• _Given exercise_:
From the data below, pick out each line that contains the string "cloud" and copy it. Case counts.

• _Source data_:

--

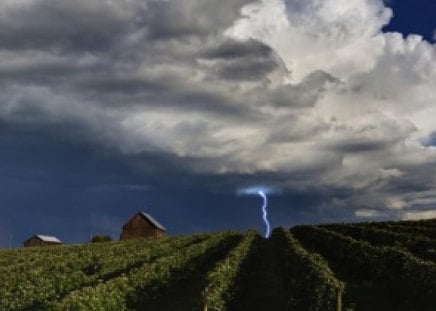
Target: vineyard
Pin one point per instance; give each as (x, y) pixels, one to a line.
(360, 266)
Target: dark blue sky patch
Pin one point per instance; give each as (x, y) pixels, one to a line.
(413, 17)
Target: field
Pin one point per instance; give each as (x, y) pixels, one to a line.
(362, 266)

--

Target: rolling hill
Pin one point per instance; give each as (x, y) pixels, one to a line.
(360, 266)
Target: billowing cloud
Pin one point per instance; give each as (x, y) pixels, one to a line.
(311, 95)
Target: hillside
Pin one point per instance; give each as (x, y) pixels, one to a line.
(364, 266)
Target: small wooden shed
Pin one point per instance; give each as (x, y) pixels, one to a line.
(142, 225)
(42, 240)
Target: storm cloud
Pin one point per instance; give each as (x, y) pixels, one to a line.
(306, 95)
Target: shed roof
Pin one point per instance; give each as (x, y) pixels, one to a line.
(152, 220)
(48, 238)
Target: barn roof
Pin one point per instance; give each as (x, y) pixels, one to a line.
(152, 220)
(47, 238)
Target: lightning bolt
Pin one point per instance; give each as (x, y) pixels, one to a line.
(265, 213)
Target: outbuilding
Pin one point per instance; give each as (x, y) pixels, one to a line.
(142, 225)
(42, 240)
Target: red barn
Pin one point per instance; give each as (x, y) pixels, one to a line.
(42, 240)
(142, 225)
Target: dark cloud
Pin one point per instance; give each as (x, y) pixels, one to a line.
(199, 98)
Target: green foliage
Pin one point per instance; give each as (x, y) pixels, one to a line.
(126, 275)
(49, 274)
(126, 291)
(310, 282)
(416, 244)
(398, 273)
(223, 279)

--

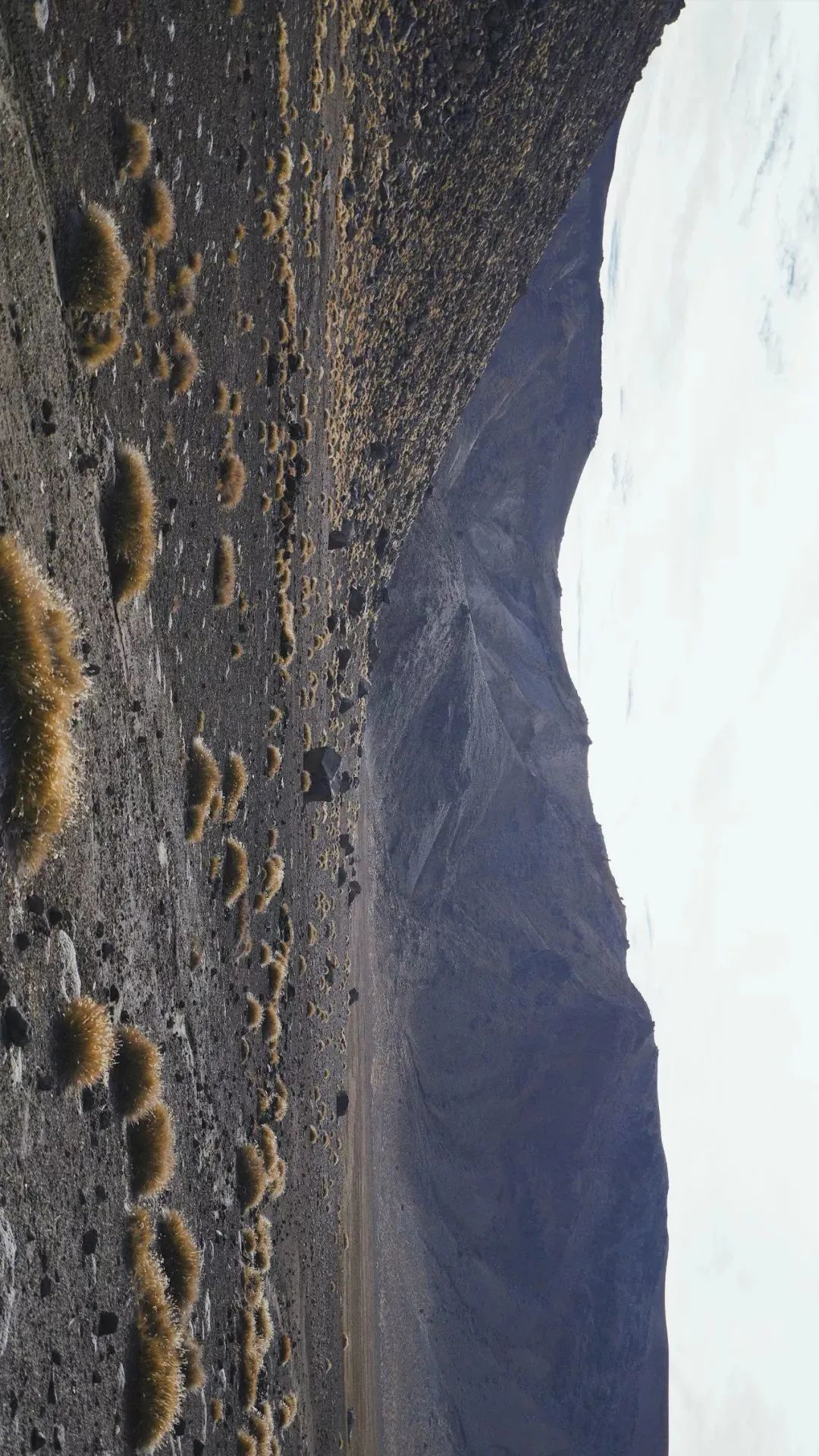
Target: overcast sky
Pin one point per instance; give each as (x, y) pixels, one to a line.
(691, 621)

--

• _Completed exercise_:
Target: billowing cloud
Target: storm cloud
Target: dark cloud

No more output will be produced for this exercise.